- _ENTRIES SUPPLIED_:
--

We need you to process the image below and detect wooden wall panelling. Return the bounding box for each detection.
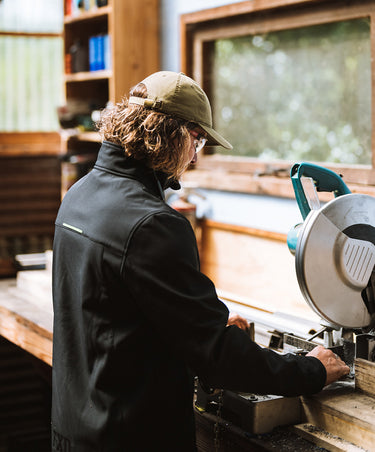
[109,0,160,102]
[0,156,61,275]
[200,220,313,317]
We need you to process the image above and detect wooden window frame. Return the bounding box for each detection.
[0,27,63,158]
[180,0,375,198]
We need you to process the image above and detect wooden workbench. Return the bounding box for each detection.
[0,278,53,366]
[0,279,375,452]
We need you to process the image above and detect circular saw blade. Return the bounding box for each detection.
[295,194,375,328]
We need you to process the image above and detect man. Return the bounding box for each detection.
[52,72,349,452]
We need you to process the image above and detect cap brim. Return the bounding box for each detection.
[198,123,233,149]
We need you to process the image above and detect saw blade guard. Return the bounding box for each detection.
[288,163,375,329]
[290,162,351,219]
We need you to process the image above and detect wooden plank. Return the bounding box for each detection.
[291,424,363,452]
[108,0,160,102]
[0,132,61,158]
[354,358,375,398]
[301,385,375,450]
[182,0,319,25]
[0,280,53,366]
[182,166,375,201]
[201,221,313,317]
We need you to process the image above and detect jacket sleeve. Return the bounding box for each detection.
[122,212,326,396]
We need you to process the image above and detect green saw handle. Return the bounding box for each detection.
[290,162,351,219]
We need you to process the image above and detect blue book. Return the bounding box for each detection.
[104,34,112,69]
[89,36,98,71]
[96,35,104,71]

--

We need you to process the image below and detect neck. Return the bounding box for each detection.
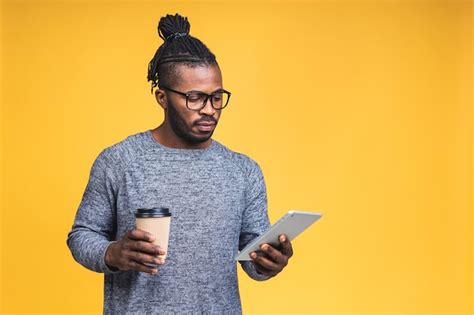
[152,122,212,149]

--

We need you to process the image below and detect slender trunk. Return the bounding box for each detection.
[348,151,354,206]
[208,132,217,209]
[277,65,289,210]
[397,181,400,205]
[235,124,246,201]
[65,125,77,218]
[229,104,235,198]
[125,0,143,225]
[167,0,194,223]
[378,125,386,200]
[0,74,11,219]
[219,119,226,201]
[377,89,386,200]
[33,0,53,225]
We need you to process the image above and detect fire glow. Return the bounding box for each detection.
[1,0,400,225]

--

Determine how many lines in the data above contain the string "blade", matching case exactly. Reply with the number alone.

2